All lines from the one with "Exercise. Locate the blue sky" through the final line below are to be reproduced exactly; omit the others.
DATA EXTRACT: Begin
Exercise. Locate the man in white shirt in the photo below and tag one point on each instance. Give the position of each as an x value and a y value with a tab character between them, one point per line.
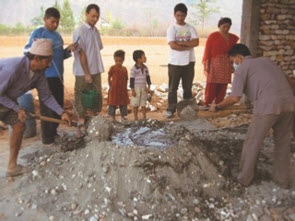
182	38
88	64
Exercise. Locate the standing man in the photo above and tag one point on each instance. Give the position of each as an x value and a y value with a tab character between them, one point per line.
182	39
17	76
54	74
88	64
274	105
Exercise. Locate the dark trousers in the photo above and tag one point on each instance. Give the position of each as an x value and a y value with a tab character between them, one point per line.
215	91
261	124
48	129
175	73
112	110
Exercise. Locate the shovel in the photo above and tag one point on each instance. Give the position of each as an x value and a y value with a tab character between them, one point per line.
52	120
80	128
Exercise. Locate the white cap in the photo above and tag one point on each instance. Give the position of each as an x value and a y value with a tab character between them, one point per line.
42	47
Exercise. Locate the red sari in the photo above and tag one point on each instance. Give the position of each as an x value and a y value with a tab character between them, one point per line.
118	94
217	66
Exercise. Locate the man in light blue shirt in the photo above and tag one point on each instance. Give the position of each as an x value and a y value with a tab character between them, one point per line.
88	64
17	76
54	74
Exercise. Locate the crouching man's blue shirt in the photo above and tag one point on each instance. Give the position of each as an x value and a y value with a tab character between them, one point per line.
15	80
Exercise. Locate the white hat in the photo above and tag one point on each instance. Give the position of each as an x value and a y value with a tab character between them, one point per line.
42	47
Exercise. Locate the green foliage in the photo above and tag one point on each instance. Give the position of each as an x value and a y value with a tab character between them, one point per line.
38	20
202	9
67	17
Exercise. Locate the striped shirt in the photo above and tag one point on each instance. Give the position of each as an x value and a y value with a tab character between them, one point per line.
90	42
140	76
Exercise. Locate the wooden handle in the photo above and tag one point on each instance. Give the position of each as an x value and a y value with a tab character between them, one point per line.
53	120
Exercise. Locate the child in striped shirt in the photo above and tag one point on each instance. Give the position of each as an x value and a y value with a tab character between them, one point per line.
140	82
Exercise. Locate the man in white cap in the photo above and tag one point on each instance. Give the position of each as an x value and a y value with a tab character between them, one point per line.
17	76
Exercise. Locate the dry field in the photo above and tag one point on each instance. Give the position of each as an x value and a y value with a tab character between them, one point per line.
156	50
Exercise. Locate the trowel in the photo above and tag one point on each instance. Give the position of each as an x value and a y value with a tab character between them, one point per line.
187	109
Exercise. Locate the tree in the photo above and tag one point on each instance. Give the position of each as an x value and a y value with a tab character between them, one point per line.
67	17
38	20
205	9
57	6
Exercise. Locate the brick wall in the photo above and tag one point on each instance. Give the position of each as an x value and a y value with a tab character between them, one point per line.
276	38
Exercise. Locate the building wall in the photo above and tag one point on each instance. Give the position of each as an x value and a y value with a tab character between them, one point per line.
276	37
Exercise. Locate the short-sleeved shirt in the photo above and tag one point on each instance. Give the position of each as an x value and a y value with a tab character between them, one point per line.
15	80
178	33
265	84
89	41
139	74
56	68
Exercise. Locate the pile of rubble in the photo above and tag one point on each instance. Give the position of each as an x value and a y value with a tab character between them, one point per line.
188	179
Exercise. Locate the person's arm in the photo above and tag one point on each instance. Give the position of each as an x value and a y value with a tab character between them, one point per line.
178	47
45	94
207	54
4	85
191	44
84	64
132	86
291	81
110	77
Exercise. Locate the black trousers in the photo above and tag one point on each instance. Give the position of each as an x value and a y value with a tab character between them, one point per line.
48	129
175	73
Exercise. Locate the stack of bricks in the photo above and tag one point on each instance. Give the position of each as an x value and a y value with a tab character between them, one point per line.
277	33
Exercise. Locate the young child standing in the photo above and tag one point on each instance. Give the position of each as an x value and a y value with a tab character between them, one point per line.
139	79
117	79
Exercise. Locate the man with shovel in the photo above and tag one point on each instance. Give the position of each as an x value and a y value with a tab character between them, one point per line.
274	105
17	76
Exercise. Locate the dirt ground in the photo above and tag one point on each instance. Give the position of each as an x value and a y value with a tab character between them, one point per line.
173	170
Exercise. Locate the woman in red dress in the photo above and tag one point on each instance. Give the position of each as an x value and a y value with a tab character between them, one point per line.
118	79
217	66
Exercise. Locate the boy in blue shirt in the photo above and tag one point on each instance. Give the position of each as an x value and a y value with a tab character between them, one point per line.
54	74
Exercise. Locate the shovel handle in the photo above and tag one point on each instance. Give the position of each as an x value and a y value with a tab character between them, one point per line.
53	120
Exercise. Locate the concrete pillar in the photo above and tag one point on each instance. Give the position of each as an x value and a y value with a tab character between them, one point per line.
250	24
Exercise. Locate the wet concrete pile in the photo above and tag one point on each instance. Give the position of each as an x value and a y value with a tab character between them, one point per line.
185	176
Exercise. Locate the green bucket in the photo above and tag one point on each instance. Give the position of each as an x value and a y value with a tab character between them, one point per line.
90	99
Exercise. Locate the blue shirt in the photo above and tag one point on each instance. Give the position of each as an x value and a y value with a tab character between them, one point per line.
15	80
56	68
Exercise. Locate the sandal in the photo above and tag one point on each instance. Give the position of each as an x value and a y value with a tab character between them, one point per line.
18	171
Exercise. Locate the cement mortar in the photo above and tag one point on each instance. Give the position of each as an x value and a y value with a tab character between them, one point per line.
99	129
188	181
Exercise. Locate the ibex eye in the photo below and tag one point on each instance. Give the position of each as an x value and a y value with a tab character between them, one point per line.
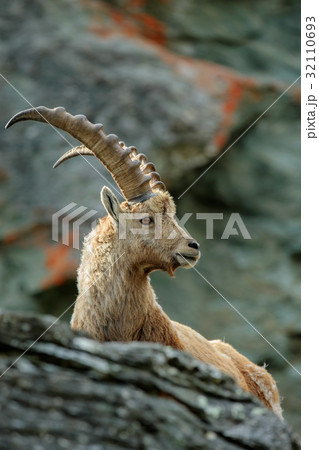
146	220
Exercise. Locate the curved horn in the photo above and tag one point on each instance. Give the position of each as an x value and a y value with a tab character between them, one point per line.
149	168
134	184
75	151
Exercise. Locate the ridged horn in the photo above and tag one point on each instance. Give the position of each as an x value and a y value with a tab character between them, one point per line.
134	184
75	151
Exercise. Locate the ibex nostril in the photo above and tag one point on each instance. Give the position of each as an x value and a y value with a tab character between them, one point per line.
194	245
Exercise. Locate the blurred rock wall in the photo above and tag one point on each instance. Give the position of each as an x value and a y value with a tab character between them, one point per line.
182	81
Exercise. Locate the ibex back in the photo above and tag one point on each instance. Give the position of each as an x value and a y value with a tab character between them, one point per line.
116	301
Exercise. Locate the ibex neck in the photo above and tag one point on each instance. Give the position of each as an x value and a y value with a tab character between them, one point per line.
118	304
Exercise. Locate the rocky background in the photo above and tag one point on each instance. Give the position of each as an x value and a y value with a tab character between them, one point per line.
71	392
181	80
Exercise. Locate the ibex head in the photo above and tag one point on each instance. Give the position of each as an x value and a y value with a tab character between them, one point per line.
144	225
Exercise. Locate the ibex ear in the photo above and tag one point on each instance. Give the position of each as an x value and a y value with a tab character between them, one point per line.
110	203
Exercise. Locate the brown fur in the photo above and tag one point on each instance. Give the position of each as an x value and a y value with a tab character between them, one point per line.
117	303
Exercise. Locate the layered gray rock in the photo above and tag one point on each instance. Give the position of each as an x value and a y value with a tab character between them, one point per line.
68	391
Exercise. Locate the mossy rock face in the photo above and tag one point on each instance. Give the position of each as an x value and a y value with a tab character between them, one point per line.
68	391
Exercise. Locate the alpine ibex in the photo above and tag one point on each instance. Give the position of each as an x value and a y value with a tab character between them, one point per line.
116	301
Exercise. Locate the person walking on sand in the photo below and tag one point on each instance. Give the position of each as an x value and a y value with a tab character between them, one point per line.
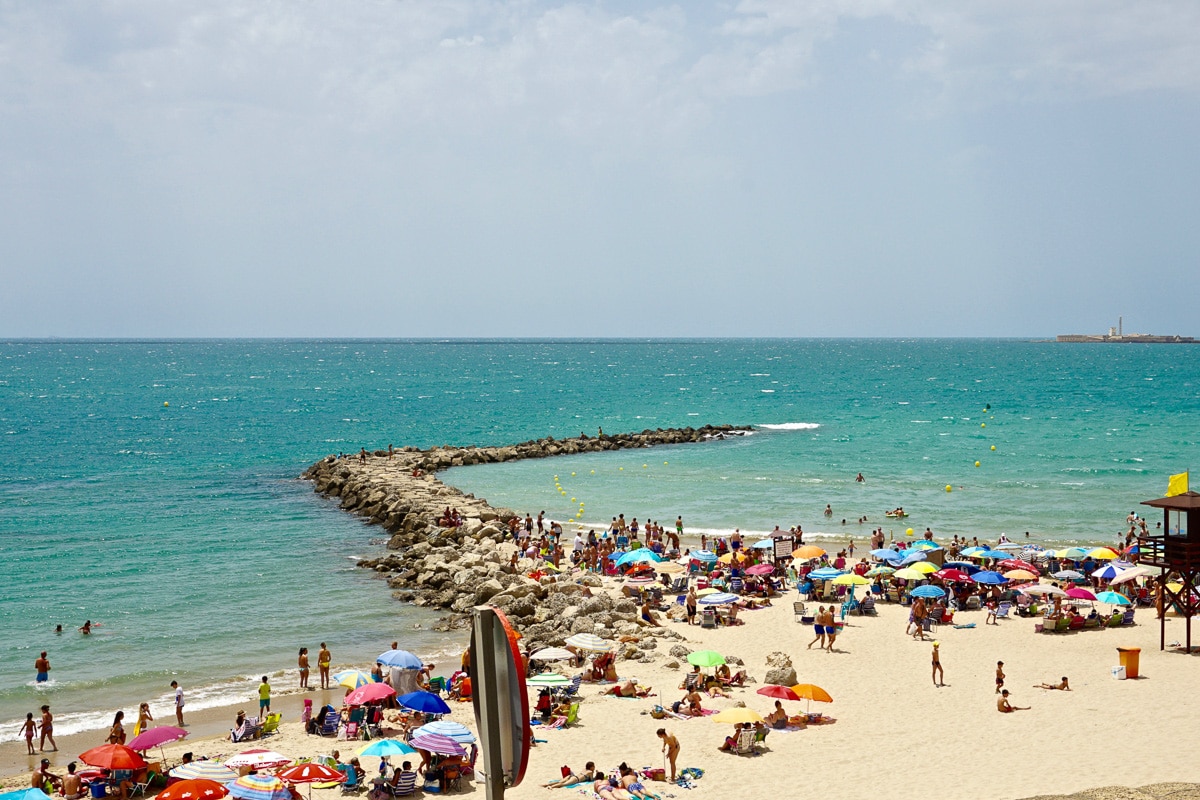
303	662
671	747
42	666
47	729
179	703
323	660
264	698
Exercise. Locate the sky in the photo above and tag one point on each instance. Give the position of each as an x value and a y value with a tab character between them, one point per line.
457	168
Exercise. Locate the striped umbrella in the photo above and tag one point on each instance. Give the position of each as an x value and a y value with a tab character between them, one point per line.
456	731
437	744
259	786
589	642
207	770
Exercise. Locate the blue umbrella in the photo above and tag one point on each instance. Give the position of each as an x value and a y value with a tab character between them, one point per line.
424	702
401	659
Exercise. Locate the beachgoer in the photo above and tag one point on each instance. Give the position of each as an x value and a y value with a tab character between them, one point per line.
671	747
323	660
1005	707
42	666
29	729
117	733
47	729
179	703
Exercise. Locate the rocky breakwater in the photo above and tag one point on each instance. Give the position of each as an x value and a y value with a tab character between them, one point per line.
457	567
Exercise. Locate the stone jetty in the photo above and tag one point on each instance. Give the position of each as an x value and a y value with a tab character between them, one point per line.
462	566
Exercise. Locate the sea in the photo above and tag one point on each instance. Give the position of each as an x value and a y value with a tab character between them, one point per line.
153	486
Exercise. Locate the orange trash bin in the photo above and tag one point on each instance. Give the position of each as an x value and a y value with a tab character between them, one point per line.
1129	660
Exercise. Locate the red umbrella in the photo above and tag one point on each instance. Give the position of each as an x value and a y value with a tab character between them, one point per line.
781	692
113	757
193	789
369	693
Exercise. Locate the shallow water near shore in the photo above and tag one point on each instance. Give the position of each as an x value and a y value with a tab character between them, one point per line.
184	531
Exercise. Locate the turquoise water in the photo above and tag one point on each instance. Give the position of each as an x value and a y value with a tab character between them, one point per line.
181	527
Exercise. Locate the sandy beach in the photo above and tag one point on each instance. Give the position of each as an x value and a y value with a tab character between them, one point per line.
887	711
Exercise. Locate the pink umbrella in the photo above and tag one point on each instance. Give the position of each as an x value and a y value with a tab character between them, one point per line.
369	693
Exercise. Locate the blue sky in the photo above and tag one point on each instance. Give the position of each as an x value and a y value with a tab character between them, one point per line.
760	168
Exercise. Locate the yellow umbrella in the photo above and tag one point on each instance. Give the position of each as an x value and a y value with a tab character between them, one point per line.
1020	575
738	715
807	552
DATA EXTRACT: End
**OUTPUT BELOW:**
Exercise. Locate the blue sky in the photo above and tag one point on each instance. Give the position of each as an x value and a y value with a tab character between them, one point per line.
760	168
Exercise. Locate the yellow umbrella in the photo above and tag one point on each instance. Give the position of each as an x value and a y value with a tab character between them, one point per line.
1020	575
738	715
807	552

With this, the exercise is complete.